● **Exercise objective**
What follows are records. Restate all of them word for word.

● **Supplied information**
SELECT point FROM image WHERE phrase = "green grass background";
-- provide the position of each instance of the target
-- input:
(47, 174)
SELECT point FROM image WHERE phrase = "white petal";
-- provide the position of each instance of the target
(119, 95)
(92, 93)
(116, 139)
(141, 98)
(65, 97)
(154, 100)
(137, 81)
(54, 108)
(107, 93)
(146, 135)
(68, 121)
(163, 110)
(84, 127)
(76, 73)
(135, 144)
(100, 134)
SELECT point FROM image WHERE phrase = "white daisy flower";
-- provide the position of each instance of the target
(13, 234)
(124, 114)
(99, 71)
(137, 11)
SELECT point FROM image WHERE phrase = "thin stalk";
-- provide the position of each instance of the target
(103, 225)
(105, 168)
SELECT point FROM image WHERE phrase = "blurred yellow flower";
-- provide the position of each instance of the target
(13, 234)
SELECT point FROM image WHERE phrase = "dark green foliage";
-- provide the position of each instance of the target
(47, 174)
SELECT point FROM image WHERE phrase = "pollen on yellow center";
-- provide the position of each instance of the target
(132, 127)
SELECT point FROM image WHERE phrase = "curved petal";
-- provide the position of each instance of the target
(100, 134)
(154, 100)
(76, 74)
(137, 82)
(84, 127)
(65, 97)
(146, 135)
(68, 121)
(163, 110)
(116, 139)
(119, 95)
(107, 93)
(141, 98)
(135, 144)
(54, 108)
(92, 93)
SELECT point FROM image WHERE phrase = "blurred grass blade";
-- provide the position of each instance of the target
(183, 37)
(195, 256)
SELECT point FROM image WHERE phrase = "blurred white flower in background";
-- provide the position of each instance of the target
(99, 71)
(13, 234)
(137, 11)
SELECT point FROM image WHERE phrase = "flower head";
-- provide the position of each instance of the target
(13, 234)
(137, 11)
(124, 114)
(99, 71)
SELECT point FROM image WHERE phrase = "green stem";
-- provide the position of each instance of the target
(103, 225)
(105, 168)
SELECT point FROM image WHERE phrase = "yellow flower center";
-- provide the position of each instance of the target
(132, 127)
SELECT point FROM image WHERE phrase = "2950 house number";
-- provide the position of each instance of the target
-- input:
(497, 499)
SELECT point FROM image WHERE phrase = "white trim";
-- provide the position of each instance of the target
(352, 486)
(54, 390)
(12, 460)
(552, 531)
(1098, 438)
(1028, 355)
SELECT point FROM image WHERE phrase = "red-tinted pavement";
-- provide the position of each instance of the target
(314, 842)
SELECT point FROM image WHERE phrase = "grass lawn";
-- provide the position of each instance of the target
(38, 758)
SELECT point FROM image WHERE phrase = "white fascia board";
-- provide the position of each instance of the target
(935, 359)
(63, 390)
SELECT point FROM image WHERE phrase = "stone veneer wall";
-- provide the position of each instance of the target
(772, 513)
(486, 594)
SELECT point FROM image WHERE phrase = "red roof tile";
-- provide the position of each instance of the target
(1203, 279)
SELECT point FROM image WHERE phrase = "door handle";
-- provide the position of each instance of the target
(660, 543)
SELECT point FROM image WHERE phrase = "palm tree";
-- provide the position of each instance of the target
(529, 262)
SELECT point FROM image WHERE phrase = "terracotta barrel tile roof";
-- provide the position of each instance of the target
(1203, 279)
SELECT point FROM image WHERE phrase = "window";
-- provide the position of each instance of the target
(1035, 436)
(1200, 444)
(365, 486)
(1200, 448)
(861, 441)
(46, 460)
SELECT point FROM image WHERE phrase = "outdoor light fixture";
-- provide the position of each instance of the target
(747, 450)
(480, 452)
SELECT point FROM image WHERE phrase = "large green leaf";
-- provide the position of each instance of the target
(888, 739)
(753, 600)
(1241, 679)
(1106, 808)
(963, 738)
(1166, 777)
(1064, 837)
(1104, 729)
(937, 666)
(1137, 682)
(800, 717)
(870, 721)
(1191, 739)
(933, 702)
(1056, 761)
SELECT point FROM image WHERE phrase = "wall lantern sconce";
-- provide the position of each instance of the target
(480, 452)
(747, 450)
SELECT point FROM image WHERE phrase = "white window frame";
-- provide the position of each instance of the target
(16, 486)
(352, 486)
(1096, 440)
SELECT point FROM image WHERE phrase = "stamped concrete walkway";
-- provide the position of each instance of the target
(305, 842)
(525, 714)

● **Task output**
SELECT point FROM image WHERE phrase = "green grass background";
-- provide the position of each instance of the target
-- input:
(47, 174)
SELECT point FROM image WHERE phrase = "white petal";
-- provide the position of each instance of the target
(119, 95)
(92, 93)
(116, 139)
(141, 98)
(65, 97)
(154, 100)
(137, 81)
(54, 108)
(107, 93)
(146, 135)
(68, 121)
(163, 110)
(84, 127)
(76, 73)
(135, 144)
(100, 134)
SELECT point FROM image WHERE phrase = "white daisy flower";
-- provide the position of each instance of the target
(13, 234)
(124, 114)
(99, 71)
(137, 11)
SELECT point FROM image WHERE phrase = "thin stalk";
-- provide the position of each instance of the target
(103, 225)
(105, 168)
SELECT point FROM image WHERE phrase = "blurred yellow flower";
-- provide the position of each instance of the target
(13, 234)
SELECT point FROM image WHERE phrase = "dark green foliage";
-- provide the position of each instance of the target
(47, 174)
SELECT point FROM image WHERE phrase = "pollen on yellow center";
-- provide the position of each instance of the target
(132, 127)
SELECT point FROM image WHERE phrase = "curved petal";
-- provide the position of each instance of the target
(100, 134)
(154, 100)
(76, 74)
(137, 82)
(84, 127)
(65, 97)
(146, 135)
(68, 121)
(163, 110)
(116, 139)
(119, 95)
(107, 93)
(141, 98)
(135, 144)
(54, 108)
(92, 93)
SELECT point FROM image WHERE phrase = "blurred grass blade";
-- provide the position of each instance of the target
(183, 37)
(195, 256)
SELECT point FROM image WHERE phrase = "blurred white flower in background";
-- provide the position of each instance of the target
(99, 71)
(13, 234)
(137, 11)
SELECT point FROM image WHERE phrase = "flower head";
-- provide the position of each instance of the target
(13, 234)
(137, 11)
(124, 114)
(99, 71)
SELECT point FROM image WHERE phrase = "green stem";
-- provide the position of each instance of the target
(103, 225)
(105, 168)
SELECT point FROM image WHERE phrase = "yellow flower center";
-- provide the position of each instance of the target
(132, 127)
SELECT point FROM image WHERE phrase = "2950 house number";
-- provide the position of each instance of the target
-- input:
(497, 499)
SELECT point FROM image WHERE phrase = "white trim";
-- provide the position of each instance of the target
(352, 486)
(54, 390)
(12, 460)
(552, 531)
(1098, 438)
(1028, 355)
SELECT point FROM image WHERE phrase = "red-tinted pavement";
-- provide the position of each instance of the target
(314, 842)
SELECT point FROM image WHERE phrase = "grass lawn";
-- provide the position of each instance of the target
(38, 758)
SELECT point FROM image WHERE phrase = "white fascia board";
-- provide the position of each instance of the target
(935, 359)
(63, 390)
SELECT point FROM image WHERE phrase = "stone veneer wall";
-- provide the position of each instance of the target
(772, 513)
(486, 594)
SELECT point FROM image WHERE phrase = "red roof tile";
-- provide the position of each instance of the target
(1203, 279)
SELECT point FROM image WHERE phrase = "door handle";
-- provide the position of each instance of the target
(660, 543)
SELECT point FROM image WHERE phrase = "palm tree";
-- provide the position of each instance of the target
(529, 262)
SELECT point FROM image WHERE phrase = "terracotta barrel tile roof";
-- provide the position of each instance of the target
(1203, 279)
SELECT point FROM image WHERE phrase = "window";
-- provide the position of each instance of the target
(1035, 436)
(1200, 444)
(365, 486)
(1200, 448)
(861, 441)
(46, 460)
SELECT point FROM image WHERE phrase = "outdoor light fixture";
-- provide the position of each instance of the target
(747, 450)
(480, 452)
SELECT point FROM image WHERE phrase = "large green leaf";
-- provide the position of each instance of the target
(888, 739)
(753, 600)
(1241, 679)
(1106, 808)
(963, 738)
(1166, 777)
(1064, 837)
(1104, 729)
(937, 666)
(1137, 682)
(800, 717)
(870, 721)
(1191, 739)
(933, 702)
(1056, 761)
SELECT point FROM image WHERE phrase = "wall lantern sconce";
-- provide the position of each instance of the target
(480, 452)
(747, 450)
SELECT point FROM image WHERE phrase = "white window frame";
-- provide the position of each instance of the target
(16, 486)
(352, 486)
(1096, 440)
SELECT point FROM image WHERE phrase = "stamped concrete walkway";
-- provide the position of each instance of the target
(305, 842)
(525, 714)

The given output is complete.